╭─ Input data

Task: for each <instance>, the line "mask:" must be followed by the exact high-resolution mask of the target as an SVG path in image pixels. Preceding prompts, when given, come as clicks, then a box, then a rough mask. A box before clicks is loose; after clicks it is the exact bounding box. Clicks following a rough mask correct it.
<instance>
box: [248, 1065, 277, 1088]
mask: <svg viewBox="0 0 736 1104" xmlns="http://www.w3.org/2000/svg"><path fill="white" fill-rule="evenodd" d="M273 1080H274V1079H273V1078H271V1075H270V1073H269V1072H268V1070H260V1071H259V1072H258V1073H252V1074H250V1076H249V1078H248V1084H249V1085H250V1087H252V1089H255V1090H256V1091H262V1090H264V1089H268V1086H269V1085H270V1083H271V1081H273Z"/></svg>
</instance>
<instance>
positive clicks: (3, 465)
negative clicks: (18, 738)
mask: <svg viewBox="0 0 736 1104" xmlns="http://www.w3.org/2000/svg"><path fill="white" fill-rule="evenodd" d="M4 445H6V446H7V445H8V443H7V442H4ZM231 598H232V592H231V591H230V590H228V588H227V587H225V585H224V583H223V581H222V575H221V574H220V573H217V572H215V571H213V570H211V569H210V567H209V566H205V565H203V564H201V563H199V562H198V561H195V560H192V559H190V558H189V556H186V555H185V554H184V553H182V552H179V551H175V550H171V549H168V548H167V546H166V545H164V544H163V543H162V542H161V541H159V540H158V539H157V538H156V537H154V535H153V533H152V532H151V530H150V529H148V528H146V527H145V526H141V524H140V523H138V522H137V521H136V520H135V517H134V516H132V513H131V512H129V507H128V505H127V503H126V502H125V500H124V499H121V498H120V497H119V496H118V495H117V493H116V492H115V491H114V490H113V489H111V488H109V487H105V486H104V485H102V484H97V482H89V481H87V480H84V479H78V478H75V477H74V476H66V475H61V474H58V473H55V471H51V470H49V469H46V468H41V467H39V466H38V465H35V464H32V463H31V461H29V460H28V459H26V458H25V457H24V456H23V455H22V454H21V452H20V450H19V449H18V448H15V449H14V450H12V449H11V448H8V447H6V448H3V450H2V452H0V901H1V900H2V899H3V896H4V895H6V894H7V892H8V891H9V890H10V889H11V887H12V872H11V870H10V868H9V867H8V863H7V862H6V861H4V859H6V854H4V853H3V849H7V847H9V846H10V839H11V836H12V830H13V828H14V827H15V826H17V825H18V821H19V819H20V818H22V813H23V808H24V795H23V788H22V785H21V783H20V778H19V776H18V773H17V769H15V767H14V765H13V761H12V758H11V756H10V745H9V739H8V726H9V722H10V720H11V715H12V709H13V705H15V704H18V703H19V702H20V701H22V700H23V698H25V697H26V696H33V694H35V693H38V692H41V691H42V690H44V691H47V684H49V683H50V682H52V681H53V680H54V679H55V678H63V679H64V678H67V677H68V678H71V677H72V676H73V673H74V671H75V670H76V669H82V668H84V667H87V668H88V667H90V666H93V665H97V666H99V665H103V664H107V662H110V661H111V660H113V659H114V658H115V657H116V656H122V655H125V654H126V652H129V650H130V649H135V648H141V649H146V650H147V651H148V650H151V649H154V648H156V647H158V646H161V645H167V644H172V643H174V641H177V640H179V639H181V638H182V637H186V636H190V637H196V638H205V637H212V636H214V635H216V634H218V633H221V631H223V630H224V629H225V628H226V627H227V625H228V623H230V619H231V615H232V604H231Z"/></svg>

╰─

▸ Assigned task: Begin with the first line of the records and reproduce each line as is, ending with the line that holds "positive clicks: (3, 465)".

▸ Solution to this task:
Task: for each <instance>, the line "mask:" must be followed by the exact high-resolution mask of the target as an SVG path in image pixels. Preceding prompts, when given, come as clicks, then a box, then a rough mask. A box before clicks is loose; after clicks it is the exact bounding box. Clicks following a rough mask correct it.
<instance>
box: [248, 1065, 277, 1088]
mask: <svg viewBox="0 0 736 1104" xmlns="http://www.w3.org/2000/svg"><path fill="white" fill-rule="evenodd" d="M273 1080H274V1079H273V1078H271V1075H270V1073H269V1072H268V1070H260V1071H259V1072H258V1073H252V1074H250V1076H249V1078H248V1084H249V1085H250V1087H252V1089H255V1090H256V1091H262V1090H264V1089H268V1086H269V1085H270V1083H271V1081H273Z"/></svg>
</instance>
<instance>
positive clicks: (3, 465)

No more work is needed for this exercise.